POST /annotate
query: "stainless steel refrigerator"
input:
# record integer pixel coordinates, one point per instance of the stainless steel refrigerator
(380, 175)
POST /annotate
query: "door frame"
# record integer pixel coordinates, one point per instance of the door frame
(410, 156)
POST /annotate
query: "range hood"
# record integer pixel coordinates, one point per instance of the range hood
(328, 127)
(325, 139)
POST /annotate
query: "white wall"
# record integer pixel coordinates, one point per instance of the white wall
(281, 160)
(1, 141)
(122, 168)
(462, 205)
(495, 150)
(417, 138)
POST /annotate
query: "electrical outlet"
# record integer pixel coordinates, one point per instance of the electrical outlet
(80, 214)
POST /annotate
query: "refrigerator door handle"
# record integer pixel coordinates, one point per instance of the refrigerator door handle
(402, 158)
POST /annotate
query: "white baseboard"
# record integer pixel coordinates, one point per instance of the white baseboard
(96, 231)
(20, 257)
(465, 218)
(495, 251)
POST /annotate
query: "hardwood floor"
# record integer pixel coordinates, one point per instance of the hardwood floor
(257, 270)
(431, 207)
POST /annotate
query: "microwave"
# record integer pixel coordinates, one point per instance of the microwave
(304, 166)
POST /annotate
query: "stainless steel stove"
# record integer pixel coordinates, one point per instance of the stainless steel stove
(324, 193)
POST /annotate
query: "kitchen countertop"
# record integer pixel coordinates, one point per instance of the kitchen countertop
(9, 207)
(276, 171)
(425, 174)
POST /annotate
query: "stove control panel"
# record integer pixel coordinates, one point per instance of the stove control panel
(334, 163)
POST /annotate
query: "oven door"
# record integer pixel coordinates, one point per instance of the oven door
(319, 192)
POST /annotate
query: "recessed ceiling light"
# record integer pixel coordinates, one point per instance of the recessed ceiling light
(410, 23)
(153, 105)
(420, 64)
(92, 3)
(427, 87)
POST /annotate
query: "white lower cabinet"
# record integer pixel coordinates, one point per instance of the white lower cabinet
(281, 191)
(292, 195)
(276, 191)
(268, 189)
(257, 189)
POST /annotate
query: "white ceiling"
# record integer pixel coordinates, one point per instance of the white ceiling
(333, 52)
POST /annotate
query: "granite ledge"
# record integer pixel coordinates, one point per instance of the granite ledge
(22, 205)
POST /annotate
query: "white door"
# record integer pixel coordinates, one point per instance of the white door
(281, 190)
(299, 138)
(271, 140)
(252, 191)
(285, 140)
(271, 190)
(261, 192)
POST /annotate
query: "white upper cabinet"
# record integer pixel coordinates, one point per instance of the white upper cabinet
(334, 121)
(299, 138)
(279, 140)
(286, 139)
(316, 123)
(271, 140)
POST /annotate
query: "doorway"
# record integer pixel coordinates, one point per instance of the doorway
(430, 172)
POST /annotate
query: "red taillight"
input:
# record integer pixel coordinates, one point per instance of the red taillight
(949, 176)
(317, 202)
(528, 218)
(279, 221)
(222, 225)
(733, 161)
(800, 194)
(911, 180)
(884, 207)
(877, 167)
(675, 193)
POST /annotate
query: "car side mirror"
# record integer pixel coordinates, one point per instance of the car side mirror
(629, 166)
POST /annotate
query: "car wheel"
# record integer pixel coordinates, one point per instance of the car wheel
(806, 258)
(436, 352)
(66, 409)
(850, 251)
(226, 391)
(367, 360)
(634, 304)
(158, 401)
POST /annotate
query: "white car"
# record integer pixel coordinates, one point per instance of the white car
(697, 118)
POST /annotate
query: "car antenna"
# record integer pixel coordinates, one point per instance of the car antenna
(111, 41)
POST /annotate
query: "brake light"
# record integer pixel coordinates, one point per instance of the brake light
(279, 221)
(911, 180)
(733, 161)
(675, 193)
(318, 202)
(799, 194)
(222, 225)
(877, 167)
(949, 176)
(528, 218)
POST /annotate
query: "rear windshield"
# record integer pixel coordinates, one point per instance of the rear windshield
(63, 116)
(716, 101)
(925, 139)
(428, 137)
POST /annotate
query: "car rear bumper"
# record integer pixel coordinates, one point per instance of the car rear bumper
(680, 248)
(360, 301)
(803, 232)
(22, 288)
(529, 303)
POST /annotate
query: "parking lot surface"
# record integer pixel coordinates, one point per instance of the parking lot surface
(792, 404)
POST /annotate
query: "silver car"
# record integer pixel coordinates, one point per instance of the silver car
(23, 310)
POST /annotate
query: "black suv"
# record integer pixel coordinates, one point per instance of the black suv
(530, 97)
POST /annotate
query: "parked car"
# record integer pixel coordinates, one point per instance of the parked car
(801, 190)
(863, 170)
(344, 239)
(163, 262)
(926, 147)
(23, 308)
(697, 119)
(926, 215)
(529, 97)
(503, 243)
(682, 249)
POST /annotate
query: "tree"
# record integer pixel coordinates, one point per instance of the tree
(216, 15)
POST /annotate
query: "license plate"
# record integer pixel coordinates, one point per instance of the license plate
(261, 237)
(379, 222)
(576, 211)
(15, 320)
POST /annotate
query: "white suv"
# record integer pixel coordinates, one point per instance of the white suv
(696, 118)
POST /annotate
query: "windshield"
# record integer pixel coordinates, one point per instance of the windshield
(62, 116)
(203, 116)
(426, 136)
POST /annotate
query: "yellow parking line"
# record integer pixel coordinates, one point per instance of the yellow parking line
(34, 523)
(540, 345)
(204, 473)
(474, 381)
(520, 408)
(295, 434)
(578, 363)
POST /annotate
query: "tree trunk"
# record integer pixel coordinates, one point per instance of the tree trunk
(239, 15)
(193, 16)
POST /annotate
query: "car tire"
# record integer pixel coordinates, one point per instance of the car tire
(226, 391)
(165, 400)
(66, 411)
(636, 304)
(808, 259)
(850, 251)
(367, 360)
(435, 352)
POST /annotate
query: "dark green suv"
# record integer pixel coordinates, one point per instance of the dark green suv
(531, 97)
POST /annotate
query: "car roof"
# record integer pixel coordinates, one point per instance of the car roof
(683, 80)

----------

Restate the data above word for word.

- _Complete answer_
POST /annotate
query: "stainless steel refrigerator"
input:
# record integer pixel coordinates, one point per instance of the stainless steel refrigerator
(380, 175)
POST /annotate
query: "door frame"
# record integer pixel coordinates, one point per instance of the door frame
(410, 156)
POST /annotate
query: "range hood"
# record integer pixel coordinates, one point per instance of the range hood
(328, 127)
(325, 139)
POST /annotate
query: "white wall"
# record integer pixel coordinates, one point per instance of the white wall
(281, 160)
(1, 141)
(122, 168)
(462, 205)
(495, 150)
(417, 138)
POST /annotate
query: "electrical outlet"
# record integer pixel coordinates, one point per instance of the electrical outlet
(80, 214)
POST /annotate
query: "refrigerator door handle"
# record integer pixel coordinates, one point per instance of the refrigerator door handle
(402, 158)
POST /annotate
query: "white baseboard"
# record integer pixel coordinates, one point per instance of the white baseboard
(96, 231)
(20, 257)
(465, 218)
(495, 251)
POST /annotate
query: "hardwood floor"
# record integer pixel coordinates, one point per instance of the hardwood floor
(257, 270)
(431, 207)
POST /annotate
query: "microwave"
# record integer pixel coordinates, one point per instance of the microwave
(304, 166)
POST /annotate
query: "stainless steel stove"
# record integer pixel coordinates, one point per instance of the stainless steel stove
(324, 193)
POST /annotate
query: "kitchen countertop"
# record integer pixel coordinates, one point per instance of the kitchen countertop
(9, 207)
(276, 171)
(425, 174)
POST /annotate
query: "stove control panel"
# record integer pixel coordinates, one point per instance of the stove control panel
(334, 163)
POST /annotate
query: "oven door"
# record integer pixel coordinates, one point per instance of the oven door
(319, 192)
POST /annotate
query: "recessed ceiling light"
# record integer pixel coordinates, one point per instance of the recessed ceiling light
(410, 23)
(153, 105)
(420, 64)
(92, 3)
(427, 87)
POST /annotate
query: "white lower cabinet"
# record integer pixel coordinates, one point per instance of the white lower cabinet
(281, 191)
(292, 195)
(276, 191)
(268, 189)
(257, 189)
POST /annotate
query: "white ceiling"
# record integer pixel coordinates, one point per instance of the white ceiling
(333, 52)
POST /annotate
query: "granite ledge"
# record integer pixel coordinates, one point per instance of the granite ledge
(22, 205)
POST /annotate
query: "white door"
# record integer pixel coordinates, one point per instance of the white door
(281, 190)
(299, 138)
(271, 140)
(252, 191)
(285, 140)
(271, 190)
(261, 192)
POST /annotate
query: "white upper cabinet"
# record integer pixel coordinates, one point per instance of the white upper cabinet
(334, 121)
(299, 138)
(279, 140)
(286, 139)
(316, 123)
(271, 140)
POST /annotate
query: "doorway"
# record integer pixel coordinates, one point per instance of the doorway
(430, 172)
POST /annotate
query: "red taillight"
input:
# record integer pixel coordinates, one point per instance of the red taillight
(949, 176)
(317, 202)
(528, 218)
(279, 221)
(222, 225)
(733, 161)
(800, 194)
(911, 180)
(884, 207)
(877, 167)
(675, 193)
POST /annotate
query: "car side mirror"
# record integer pixel coordinates, one point per instance of the car side mirror
(629, 166)
POST /annotate
query: "car wheel"
# record integer pixel coordinates, one point per instance of the car wheel
(806, 258)
(436, 352)
(66, 409)
(850, 251)
(226, 391)
(367, 360)
(634, 304)
(158, 401)
POST /annotate
query: "white car"
# record integer pixel coordinates, one point per instance of the white car
(697, 118)
POST /annotate
query: "car antenna"
# record integer pixel coordinates, one point per instance of the car antenna
(111, 41)
POST /annotate
query: "brake light"
# record integer pixel coordinates, one point per instance of the brake light
(279, 221)
(911, 180)
(733, 161)
(675, 193)
(318, 202)
(799, 194)
(222, 225)
(877, 167)
(949, 176)
(528, 218)
POST /annotate
query: "rear windshield"
# record integer pixel coordinates, one point per instance of the rear windshield
(63, 116)
(716, 101)
(925, 139)
(428, 137)
POST /annotate
query: "car rear bumper"
# record integer pixel coordinates, one point per instance of the car rear bumper
(680, 248)
(360, 301)
(803, 232)
(22, 288)
(529, 303)
POST /annotate
query: "parking lot surface"
# record integer pixel coordinates, one point per instance of the parking lot surface
(792, 404)
POST /annotate
query: "silver car"
# record integer pixel coordinates, one point per instance of the silver car
(23, 310)
POST /annotate
query: "black suv"
# record integer pixel coordinates, one point per instance of the black suv
(530, 97)
POST /annotate
query: "parked car"
# record integer pixel coordinates, one point per instance of the parked car
(801, 190)
(863, 170)
(344, 239)
(163, 262)
(926, 147)
(23, 308)
(697, 119)
(926, 215)
(529, 97)
(503, 243)
(682, 249)
POST /annotate
query: "tree"
# record integer pixel coordinates, one point per instance of the tree
(216, 15)
POST /annotate
query: "license plate"
# record integer pixel coordinates, one point per instance of the license plate
(261, 237)
(379, 222)
(576, 211)
(15, 320)
POST /annotate
query: "white suv"
# record integer pixel coordinates, one point per instance of the white suv
(696, 118)
POST /annotate
query: "windshield"
# record integer pixel coordinates, one point per instance of the windshield
(62, 116)
(203, 116)
(426, 136)
POST /annotate
query: "yellow parking line"
# record integer pixel coordinates, one point per instance of the yellow parking line
(34, 523)
(540, 345)
(204, 473)
(474, 381)
(520, 408)
(295, 434)
(578, 363)
POST /annotate
query: "tree trunk"
# record integer pixel coordinates, one point per instance of the tree trunk
(239, 15)
(193, 16)
POST /annotate
query: "car tire"
# record integer pixel coordinates, one point per instance of the car tire
(226, 391)
(165, 400)
(66, 411)
(636, 304)
(808, 259)
(850, 251)
(367, 360)
(435, 352)
POST /annotate
query: "dark green suv"
# record integer pixel coordinates, one point per instance of the dark green suv
(531, 97)
POST /annotate
query: "car roof"
# record integer pixel coordinates, one point per instance of the car roof
(683, 80)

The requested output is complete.